=== THE REQUEST ===
Quote each line exactly, from the line that contains "Task: pick out one point on every instance of the packed" down to the last line of the listing, and no other lines.

>> BEGIN

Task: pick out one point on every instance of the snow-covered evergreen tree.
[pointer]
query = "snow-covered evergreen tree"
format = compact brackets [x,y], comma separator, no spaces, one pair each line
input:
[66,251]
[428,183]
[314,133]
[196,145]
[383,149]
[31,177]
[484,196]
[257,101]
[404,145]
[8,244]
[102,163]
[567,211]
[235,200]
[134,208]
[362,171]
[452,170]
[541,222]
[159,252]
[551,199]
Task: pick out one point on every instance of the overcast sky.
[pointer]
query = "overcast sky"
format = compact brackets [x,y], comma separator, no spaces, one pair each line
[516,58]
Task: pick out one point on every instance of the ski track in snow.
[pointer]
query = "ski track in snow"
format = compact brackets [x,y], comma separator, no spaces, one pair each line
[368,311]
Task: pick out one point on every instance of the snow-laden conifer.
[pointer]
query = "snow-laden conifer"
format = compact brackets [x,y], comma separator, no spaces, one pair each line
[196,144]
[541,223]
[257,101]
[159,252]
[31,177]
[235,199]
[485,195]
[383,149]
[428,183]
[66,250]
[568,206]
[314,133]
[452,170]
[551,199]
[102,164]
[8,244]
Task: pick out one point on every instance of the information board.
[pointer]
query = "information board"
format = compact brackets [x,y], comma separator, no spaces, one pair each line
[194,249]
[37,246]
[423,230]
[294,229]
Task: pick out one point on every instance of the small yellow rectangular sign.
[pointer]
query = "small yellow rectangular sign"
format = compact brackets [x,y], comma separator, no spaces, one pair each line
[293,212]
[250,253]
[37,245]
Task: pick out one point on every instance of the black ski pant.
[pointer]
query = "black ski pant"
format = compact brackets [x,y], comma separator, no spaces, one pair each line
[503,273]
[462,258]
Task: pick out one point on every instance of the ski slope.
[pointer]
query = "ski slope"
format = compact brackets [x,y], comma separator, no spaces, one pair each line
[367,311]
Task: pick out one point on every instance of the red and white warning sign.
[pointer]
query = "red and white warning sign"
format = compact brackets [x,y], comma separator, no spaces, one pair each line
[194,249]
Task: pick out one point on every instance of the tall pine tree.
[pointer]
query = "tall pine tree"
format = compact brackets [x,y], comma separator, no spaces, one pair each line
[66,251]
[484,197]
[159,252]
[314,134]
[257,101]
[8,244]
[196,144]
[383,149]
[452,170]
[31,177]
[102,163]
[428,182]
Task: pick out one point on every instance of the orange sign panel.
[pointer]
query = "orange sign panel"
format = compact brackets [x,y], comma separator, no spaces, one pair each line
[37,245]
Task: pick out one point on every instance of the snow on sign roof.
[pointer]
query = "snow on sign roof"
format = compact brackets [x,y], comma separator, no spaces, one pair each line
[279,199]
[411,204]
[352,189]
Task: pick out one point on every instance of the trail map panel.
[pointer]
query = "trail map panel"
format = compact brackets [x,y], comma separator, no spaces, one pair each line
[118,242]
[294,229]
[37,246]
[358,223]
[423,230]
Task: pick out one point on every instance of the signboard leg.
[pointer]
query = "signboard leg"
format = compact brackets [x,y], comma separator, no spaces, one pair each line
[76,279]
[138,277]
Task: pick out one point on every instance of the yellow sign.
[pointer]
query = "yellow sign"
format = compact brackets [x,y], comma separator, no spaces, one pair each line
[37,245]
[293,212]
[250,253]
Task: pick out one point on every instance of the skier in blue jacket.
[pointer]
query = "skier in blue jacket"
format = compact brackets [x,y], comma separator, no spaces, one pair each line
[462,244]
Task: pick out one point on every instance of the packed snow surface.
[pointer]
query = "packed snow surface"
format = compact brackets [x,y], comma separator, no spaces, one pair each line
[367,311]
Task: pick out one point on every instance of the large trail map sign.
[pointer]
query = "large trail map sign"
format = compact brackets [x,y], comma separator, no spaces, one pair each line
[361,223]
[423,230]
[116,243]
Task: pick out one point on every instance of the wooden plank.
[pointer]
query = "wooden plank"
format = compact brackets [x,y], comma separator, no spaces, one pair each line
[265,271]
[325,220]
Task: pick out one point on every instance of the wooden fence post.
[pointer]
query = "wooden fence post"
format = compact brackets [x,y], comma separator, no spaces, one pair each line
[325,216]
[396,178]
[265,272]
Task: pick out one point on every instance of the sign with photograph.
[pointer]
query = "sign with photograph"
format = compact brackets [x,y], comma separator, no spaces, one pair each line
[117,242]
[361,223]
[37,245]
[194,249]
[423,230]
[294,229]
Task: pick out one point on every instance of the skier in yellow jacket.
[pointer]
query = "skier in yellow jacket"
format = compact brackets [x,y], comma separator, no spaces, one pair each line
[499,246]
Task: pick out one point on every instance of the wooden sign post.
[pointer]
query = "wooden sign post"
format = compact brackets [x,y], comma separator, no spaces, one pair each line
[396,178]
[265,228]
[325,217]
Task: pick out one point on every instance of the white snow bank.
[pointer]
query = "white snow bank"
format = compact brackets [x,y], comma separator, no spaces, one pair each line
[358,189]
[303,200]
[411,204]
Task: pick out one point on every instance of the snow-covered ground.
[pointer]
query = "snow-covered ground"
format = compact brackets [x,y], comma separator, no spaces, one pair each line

>> END

=== FINISHED ANSWER ===
Task: pick out one point on every instance of the packed snow surface.
[pointer]
query = "packed snow surface"
format = compact brackets [x,y], comma separator, no spaces, one pair each line
[367,311]
Task: pick out one point on every instance of the large trail map sign.
[pointer]
query = "large trail map sign"
format = compact brackets [x,y], comma separator, no spaces, one pair each line
[361,223]
[423,230]
[116,243]
Task: pick out one point on every instance of the wooden plank.
[pointer]
query = "wooden plank"
format = compact brackets [x,y], comma separator, no spaces, one pair each line
[265,271]
[325,220]
Task: pick out one point on every instance of the wooden fence post.
[pointer]
query = "wooden fence post"
format = compact brackets [x,y], comma separator, no spaces, one pair each line
[325,216]
[396,178]
[265,272]
Task: pick out one point on every instance of the sign with photograph.
[pointer]
query = "sign with photograph"
format = compact brackets [x,y], comma separator, no spaces, one pair each line
[117,242]
[361,223]
[37,245]
[194,249]
[423,230]
[294,229]
Task: pick out one point on every instance of the skier in yellow jacket.
[pointer]
query = "skier in yellow jacket"
format = compact brackets [x,y], comma separator, no spaces, one pair each line
[499,246]
Task: pick out one point on every instance of the wooden sign post.
[pointer]
query = "wooden sign post"
format = compact brackets [x,y], comma separator, no spaces, one pair each line
[396,178]
[265,228]
[325,217]
Task: pick out one point on every instance of the white snow bank.
[pointer]
query = "white snow bank"
format = compact brackets [x,y], comma separator, no spaces, one pair each line
[358,189]
[303,200]
[411,204]
Task: pick out one point on every instance of the snow-covered ground.
[pointer]
query = "snow-covered ground"
format = compact brackets [x,y], comma separator, no spaces, one pair each line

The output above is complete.